[Stored entries]
+++++

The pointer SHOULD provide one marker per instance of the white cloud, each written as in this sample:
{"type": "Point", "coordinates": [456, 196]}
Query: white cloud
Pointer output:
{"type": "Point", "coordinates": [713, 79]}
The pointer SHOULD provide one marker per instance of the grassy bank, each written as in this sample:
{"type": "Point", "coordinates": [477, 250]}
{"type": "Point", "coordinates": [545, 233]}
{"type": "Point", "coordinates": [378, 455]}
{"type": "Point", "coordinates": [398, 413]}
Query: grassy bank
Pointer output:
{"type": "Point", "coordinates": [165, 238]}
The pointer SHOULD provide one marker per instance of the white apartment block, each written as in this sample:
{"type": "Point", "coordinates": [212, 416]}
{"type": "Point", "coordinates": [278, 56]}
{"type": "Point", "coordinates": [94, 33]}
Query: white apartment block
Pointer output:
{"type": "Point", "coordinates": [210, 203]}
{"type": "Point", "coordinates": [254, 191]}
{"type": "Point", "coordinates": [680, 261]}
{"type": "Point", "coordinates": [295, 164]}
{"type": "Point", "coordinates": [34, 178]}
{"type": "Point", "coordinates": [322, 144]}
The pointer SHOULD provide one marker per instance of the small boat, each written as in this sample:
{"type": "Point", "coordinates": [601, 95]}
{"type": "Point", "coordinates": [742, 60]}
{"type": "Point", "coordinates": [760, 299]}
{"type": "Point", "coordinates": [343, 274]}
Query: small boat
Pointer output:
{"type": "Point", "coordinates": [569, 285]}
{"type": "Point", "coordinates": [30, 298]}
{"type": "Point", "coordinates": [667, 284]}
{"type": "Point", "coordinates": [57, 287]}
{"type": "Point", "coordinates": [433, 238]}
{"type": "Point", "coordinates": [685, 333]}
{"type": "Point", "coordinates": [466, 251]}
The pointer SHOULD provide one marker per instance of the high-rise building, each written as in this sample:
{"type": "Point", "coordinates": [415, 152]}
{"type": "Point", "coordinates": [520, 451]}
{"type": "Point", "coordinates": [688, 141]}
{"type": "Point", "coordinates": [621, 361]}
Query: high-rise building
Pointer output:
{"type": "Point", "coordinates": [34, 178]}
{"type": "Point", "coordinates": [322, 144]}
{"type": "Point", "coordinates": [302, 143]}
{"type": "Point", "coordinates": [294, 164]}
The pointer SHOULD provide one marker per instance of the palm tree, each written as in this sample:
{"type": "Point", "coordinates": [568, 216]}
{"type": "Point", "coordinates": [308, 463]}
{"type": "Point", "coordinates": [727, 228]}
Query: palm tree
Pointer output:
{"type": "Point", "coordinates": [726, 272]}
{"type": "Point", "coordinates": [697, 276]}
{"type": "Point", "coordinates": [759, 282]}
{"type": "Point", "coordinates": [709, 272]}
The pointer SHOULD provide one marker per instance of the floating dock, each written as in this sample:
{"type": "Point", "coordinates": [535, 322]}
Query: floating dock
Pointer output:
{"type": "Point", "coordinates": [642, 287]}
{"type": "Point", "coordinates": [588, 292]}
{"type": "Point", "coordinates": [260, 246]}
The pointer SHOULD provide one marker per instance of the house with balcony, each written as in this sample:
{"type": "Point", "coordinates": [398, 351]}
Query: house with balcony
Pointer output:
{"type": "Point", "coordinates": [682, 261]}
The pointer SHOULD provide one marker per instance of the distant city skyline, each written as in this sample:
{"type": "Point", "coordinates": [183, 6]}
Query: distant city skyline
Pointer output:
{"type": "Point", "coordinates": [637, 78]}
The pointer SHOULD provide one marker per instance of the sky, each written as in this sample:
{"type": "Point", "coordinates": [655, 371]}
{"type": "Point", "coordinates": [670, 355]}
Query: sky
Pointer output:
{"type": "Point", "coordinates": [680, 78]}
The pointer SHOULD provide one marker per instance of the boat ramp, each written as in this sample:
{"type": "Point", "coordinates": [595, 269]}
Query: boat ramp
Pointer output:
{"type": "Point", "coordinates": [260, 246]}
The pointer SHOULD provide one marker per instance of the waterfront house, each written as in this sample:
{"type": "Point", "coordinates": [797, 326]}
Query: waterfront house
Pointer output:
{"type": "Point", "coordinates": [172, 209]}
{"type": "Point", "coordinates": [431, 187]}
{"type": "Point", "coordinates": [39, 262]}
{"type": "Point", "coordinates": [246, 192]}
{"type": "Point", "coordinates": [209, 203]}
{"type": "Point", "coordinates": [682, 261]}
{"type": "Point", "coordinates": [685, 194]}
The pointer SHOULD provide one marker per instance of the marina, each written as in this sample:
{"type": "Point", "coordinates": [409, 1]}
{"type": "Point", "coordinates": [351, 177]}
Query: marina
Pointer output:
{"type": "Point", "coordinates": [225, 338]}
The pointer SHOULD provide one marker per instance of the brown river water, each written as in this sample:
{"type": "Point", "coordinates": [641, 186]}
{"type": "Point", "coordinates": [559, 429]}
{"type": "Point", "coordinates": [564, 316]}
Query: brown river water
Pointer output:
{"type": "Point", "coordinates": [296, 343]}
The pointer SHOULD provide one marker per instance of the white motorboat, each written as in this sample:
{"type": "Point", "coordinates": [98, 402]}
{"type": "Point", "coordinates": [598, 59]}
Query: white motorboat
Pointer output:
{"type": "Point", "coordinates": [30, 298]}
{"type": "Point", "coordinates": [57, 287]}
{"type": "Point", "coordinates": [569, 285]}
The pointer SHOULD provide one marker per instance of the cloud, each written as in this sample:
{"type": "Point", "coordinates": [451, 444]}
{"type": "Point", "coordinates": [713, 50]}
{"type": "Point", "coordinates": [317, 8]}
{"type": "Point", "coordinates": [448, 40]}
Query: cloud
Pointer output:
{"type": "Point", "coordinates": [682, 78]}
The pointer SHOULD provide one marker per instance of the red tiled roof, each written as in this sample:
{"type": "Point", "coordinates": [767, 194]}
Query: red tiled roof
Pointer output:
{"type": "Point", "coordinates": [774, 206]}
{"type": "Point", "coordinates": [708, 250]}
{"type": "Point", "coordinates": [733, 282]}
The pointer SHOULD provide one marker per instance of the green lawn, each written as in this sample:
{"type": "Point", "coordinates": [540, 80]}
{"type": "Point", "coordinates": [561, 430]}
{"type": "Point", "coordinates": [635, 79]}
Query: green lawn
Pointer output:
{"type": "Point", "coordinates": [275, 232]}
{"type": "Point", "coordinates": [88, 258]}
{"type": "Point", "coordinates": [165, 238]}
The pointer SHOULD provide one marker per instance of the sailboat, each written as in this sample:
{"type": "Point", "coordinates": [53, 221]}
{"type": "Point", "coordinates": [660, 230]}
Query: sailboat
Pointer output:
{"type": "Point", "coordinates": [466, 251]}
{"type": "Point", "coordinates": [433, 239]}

+++++

*Task statement*: Render the data above as a numbered list, leaving out any blank lines.

*Task result*:
1. The pointer SHOULD provide one marker per instance of the white cloud, each written as in this sample:
2. {"type": "Point", "coordinates": [456, 196]}
3. Query: white cloud
4. Pointer output:
5. {"type": "Point", "coordinates": [713, 79]}
6. The pointer SHOULD provide one marker per instance of the grassy bank, each written as in this sample:
7. {"type": "Point", "coordinates": [477, 250]}
8. {"type": "Point", "coordinates": [545, 233]}
9. {"type": "Point", "coordinates": [378, 455]}
10. {"type": "Point", "coordinates": [398, 413]}
11. Query: grassy bank
12. Pointer output:
13. {"type": "Point", "coordinates": [165, 238]}
14. The pointer SHOULD provide one marker per instance of the white apartment block, each written as in this sample:
15. {"type": "Point", "coordinates": [212, 416]}
16. {"type": "Point", "coordinates": [278, 56]}
17. {"type": "Point", "coordinates": [94, 33]}
18. Query: white apartment block
19. Pointer output:
20. {"type": "Point", "coordinates": [210, 203]}
21. {"type": "Point", "coordinates": [254, 191]}
22. {"type": "Point", "coordinates": [680, 261]}
23. {"type": "Point", "coordinates": [295, 164]}
24. {"type": "Point", "coordinates": [34, 178]}
25. {"type": "Point", "coordinates": [322, 144]}
26. The pointer SHOULD provide one marker per instance of the small boat, each written as in this sample:
27. {"type": "Point", "coordinates": [601, 95]}
28. {"type": "Point", "coordinates": [742, 60]}
29. {"type": "Point", "coordinates": [760, 299]}
30. {"type": "Point", "coordinates": [343, 274]}
31. Query: small boat
32. Pointer output:
33. {"type": "Point", "coordinates": [569, 285]}
34. {"type": "Point", "coordinates": [30, 298]}
35. {"type": "Point", "coordinates": [667, 284]}
36. {"type": "Point", "coordinates": [57, 287]}
37. {"type": "Point", "coordinates": [433, 238]}
38. {"type": "Point", "coordinates": [685, 333]}
39. {"type": "Point", "coordinates": [466, 251]}
40. The pointer SHOULD provide one marker per instance of the high-rise building, each written as in this sample:
41. {"type": "Point", "coordinates": [415, 152]}
42. {"type": "Point", "coordinates": [520, 451]}
43. {"type": "Point", "coordinates": [688, 141]}
44. {"type": "Point", "coordinates": [621, 361]}
45. Query: high-rise building
46. Pointer output:
47. {"type": "Point", "coordinates": [34, 178]}
48. {"type": "Point", "coordinates": [322, 144]}
49. {"type": "Point", "coordinates": [302, 143]}
50. {"type": "Point", "coordinates": [294, 164]}
51. The pointer SHOULD provide one marker per instance of the palm tree, each written as in this sample:
52. {"type": "Point", "coordinates": [568, 216]}
53. {"type": "Point", "coordinates": [308, 463]}
54. {"type": "Point", "coordinates": [727, 228]}
55. Query: palm tree
56. Pointer output:
57. {"type": "Point", "coordinates": [726, 272]}
58. {"type": "Point", "coordinates": [697, 276]}
59. {"type": "Point", "coordinates": [759, 282]}
60. {"type": "Point", "coordinates": [709, 272]}
61. The pointer SHOULD provide one marker per instance of the floating dock, each written as in this sample:
62. {"type": "Point", "coordinates": [535, 322]}
63. Query: floating dock
64. Pointer output:
65. {"type": "Point", "coordinates": [642, 287]}
66. {"type": "Point", "coordinates": [588, 292]}
67. {"type": "Point", "coordinates": [260, 246]}
68. The pointer SHOULD provide one marker per instance of the house with balcony, each written as in this sample:
69. {"type": "Point", "coordinates": [398, 351]}
70. Query: house with balcony
71. Pointer output:
72. {"type": "Point", "coordinates": [682, 261]}
73. The pointer SHOULD provide one marker per instance of the distant city skyline, each written as in this sample:
74. {"type": "Point", "coordinates": [183, 6]}
75. Query: distant city skyline
76. Pointer output:
77. {"type": "Point", "coordinates": [637, 78]}
78. The pointer SHOULD provide one marker per instance of the sky, each written as in this sample:
79. {"type": "Point", "coordinates": [655, 371]}
80. {"type": "Point", "coordinates": [670, 355]}
81. Query: sky
82. Pointer output:
83. {"type": "Point", "coordinates": [680, 78]}
84. The pointer SHOULD provide one marker per instance of the boat ramp, each written as in this sample:
85. {"type": "Point", "coordinates": [595, 269]}
86. Query: boat ramp
87. Pointer output:
88. {"type": "Point", "coordinates": [260, 246]}
89. The pointer SHOULD provide one marker per instance of the waterfront house, each written as in this sample:
90. {"type": "Point", "coordinates": [797, 326]}
91. Query: waterfront house
92. Pointer output:
93. {"type": "Point", "coordinates": [172, 209]}
94. {"type": "Point", "coordinates": [431, 187]}
95. {"type": "Point", "coordinates": [39, 262]}
96. {"type": "Point", "coordinates": [246, 192]}
97. {"type": "Point", "coordinates": [209, 203]}
98. {"type": "Point", "coordinates": [682, 261]}
99. {"type": "Point", "coordinates": [685, 194]}
100. The pointer SHOULD provide one marker per instance of the marina, each written as in this sample:
101. {"type": "Point", "coordinates": [409, 1]}
102. {"type": "Point", "coordinates": [351, 177]}
103. Query: marina
104. Pointer output:
105. {"type": "Point", "coordinates": [225, 338]}
106. The pointer SHOULD provide one marker per instance of the brown river water, each written as in this sample:
107. {"type": "Point", "coordinates": [641, 186]}
108. {"type": "Point", "coordinates": [559, 429]}
109. {"type": "Point", "coordinates": [564, 316]}
110. Query: brown river water
111. Pointer output:
112. {"type": "Point", "coordinates": [296, 343]}
113. The pointer SHOULD provide one marker per instance of the white motorboat, each written as in this sample:
114. {"type": "Point", "coordinates": [98, 402]}
115. {"type": "Point", "coordinates": [598, 59]}
116. Query: white motorboat
117. Pointer output:
118. {"type": "Point", "coordinates": [30, 298]}
119. {"type": "Point", "coordinates": [57, 287]}
120. {"type": "Point", "coordinates": [569, 285]}
121. The pointer SHOULD provide one marker per instance of the cloud, each written as in this sample:
122. {"type": "Point", "coordinates": [451, 444]}
123. {"type": "Point", "coordinates": [713, 50]}
124. {"type": "Point", "coordinates": [317, 8]}
125. {"type": "Point", "coordinates": [448, 40]}
126. Query: cloud
127. Pointer output:
128. {"type": "Point", "coordinates": [682, 78]}
129. The pointer SHOULD provide one marker per instance of the red tiled roof, each written as in this sample:
130. {"type": "Point", "coordinates": [767, 194]}
131. Query: red tiled roof
132. Pointer output:
133. {"type": "Point", "coordinates": [774, 206]}
134. {"type": "Point", "coordinates": [708, 250]}
135. {"type": "Point", "coordinates": [733, 282]}
136. The pointer SHOULD provide one marker per instance of the green lawn, each written as in this sample:
137. {"type": "Point", "coordinates": [540, 80]}
138. {"type": "Point", "coordinates": [561, 430]}
139. {"type": "Point", "coordinates": [635, 79]}
140. Query: green lawn
141. Pointer output:
142. {"type": "Point", "coordinates": [275, 232]}
143. {"type": "Point", "coordinates": [88, 258]}
144. {"type": "Point", "coordinates": [165, 238]}
145. The pointer SHOULD provide one marker per instance of the sailboat, each written as in this sample:
146. {"type": "Point", "coordinates": [53, 221]}
147. {"type": "Point", "coordinates": [660, 230]}
148. Query: sailboat
149. Pointer output:
150. {"type": "Point", "coordinates": [466, 251]}
151. {"type": "Point", "coordinates": [433, 239]}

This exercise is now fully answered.